What to produce
Could you print the listing below line for line, with no changes at all?

Stored records
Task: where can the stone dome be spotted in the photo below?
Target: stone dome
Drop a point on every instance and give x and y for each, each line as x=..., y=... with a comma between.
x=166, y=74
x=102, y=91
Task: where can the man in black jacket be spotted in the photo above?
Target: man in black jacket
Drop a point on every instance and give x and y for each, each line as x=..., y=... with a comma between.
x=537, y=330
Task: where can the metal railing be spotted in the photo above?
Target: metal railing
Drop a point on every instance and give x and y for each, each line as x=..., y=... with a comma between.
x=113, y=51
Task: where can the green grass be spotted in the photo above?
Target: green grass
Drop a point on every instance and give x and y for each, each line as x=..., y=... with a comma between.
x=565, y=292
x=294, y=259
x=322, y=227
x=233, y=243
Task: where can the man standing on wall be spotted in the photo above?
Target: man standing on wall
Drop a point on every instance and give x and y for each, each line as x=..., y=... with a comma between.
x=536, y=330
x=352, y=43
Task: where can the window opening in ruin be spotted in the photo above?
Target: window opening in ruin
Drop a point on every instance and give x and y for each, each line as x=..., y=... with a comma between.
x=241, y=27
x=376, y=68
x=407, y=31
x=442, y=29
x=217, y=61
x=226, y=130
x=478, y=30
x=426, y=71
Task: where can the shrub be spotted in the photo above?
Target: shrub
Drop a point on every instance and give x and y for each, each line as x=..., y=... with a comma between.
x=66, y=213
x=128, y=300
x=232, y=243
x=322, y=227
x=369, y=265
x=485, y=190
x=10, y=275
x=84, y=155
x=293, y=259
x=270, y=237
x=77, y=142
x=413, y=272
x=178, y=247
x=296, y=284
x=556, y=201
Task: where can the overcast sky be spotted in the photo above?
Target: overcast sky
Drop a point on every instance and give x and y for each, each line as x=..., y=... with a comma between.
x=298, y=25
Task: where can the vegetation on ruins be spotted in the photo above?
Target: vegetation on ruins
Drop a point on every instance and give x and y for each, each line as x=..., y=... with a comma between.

Task answer
Task: where can the stone dome be spotted in the photo below?
Target: stone dome
Drop a point on every instance and give x and y for each, each line as x=..., y=... with a comma between.
x=166, y=74
x=102, y=91
Task: where can the man in black jacket be spotted in the photo above?
Target: man in black jacket
Drop a point on every instance and give x and y for each, each line as x=..., y=... with a comma between.
x=537, y=330
Task: where can the metal railing be spotted in the photo above?
Target: metal railing
Drop a point on every instance and give x and y for each, each line as x=..., y=... with a comma between.
x=113, y=51
Task: where can the green grass be spotted in the photo above?
Target: green grass
Drop a point on every instance and give x and y for each, each line as x=..., y=... with a comma between.
x=565, y=292
x=294, y=259
x=322, y=227
x=233, y=243
Task: where can the man standing on wall be spotted in the photo above?
Target: man standing on wall
Drop a point on every instance and give x and y for each, each line as x=..., y=... with a comma between.
x=536, y=330
x=352, y=43
Task: where can the window opening in ruin be spotted in the photo above?
Target: window opening in ruin
Drop a point on every instance and give x and y for each, each line as x=..., y=... with a comma between.
x=241, y=27
x=376, y=68
x=407, y=31
x=442, y=29
x=217, y=61
x=226, y=130
x=478, y=30
x=426, y=71
Task: where can the shrub be spotted in the photo above?
Target: shrub
Drop a point on every instance and give x and y for each, each line as x=..., y=... with a comma between.
x=66, y=213
x=128, y=300
x=232, y=243
x=322, y=227
x=369, y=265
x=485, y=190
x=10, y=275
x=84, y=155
x=293, y=259
x=270, y=237
x=77, y=142
x=413, y=272
x=178, y=247
x=296, y=284
x=556, y=201
Task: where can the overcast sky be spotted in the photo above?
Target: overcast sky
Drop a point on every instance and give x and y for each, each line as x=..., y=... with a comma between.
x=298, y=25
Task: where can the vegetation on ruins be spotted in the photo above?
Target: vegetation on ruins
Drop a point on every instance and give x and y for each, each line as x=..., y=... with a comma between.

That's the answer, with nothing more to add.